> _INPUT MATERIAL_:
----

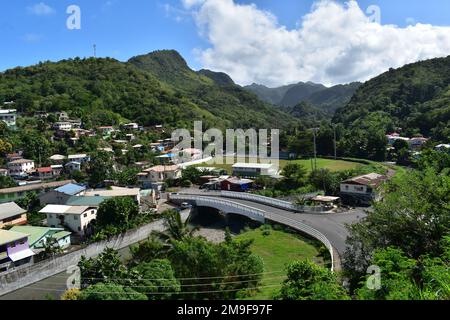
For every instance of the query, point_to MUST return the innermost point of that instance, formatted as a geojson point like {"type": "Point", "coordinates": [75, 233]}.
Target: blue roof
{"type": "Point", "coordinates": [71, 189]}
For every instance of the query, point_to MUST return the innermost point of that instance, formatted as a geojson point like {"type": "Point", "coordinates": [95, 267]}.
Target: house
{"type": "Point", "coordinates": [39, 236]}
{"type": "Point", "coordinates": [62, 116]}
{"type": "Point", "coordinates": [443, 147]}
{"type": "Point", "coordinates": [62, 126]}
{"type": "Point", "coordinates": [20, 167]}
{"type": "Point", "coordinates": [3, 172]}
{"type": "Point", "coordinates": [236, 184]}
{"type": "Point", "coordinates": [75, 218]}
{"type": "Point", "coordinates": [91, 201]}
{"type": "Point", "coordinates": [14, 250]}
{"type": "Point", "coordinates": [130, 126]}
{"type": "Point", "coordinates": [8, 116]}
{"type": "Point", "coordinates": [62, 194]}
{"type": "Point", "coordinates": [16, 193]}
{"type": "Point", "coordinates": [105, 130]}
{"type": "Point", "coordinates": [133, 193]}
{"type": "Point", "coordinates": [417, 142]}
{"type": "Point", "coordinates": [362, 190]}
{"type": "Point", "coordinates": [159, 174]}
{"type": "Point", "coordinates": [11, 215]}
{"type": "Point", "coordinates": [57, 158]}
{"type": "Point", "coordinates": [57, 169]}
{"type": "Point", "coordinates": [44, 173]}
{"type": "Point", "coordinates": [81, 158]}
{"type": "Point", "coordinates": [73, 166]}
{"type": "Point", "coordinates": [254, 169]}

----

> _WHAT TO DO_: Rewrite the material above with each "innermost" changed to "most central" and nothing else altered. Leave the pictures out of your answer.

> _RESPONSE TO THIS TASK_:
For every instance of the query, point_to MUST return the most central point of that instance, formatted as a geojson point like {"type": "Point", "coordinates": [75, 233]}.
Target: blue roof
{"type": "Point", "coordinates": [71, 189]}
For every instance of the query, point_to MUST return the most central point of that instance, formatted as a geojson point like {"type": "Point", "coordinates": [95, 267]}.
Target: house
{"type": "Point", "coordinates": [39, 236]}
{"type": "Point", "coordinates": [62, 116]}
{"type": "Point", "coordinates": [443, 147]}
{"type": "Point", "coordinates": [62, 126]}
{"type": "Point", "coordinates": [20, 167]}
{"type": "Point", "coordinates": [3, 172]}
{"type": "Point", "coordinates": [236, 184]}
{"type": "Point", "coordinates": [75, 218]}
{"type": "Point", "coordinates": [91, 201]}
{"type": "Point", "coordinates": [14, 250]}
{"type": "Point", "coordinates": [130, 126]}
{"type": "Point", "coordinates": [8, 116]}
{"type": "Point", "coordinates": [62, 194]}
{"type": "Point", "coordinates": [16, 193]}
{"type": "Point", "coordinates": [105, 130]}
{"type": "Point", "coordinates": [133, 193]}
{"type": "Point", "coordinates": [417, 142]}
{"type": "Point", "coordinates": [362, 190]}
{"type": "Point", "coordinates": [159, 174]}
{"type": "Point", "coordinates": [11, 215]}
{"type": "Point", "coordinates": [57, 158]}
{"type": "Point", "coordinates": [57, 169]}
{"type": "Point", "coordinates": [44, 173]}
{"type": "Point", "coordinates": [81, 158]}
{"type": "Point", "coordinates": [73, 166]}
{"type": "Point", "coordinates": [254, 169]}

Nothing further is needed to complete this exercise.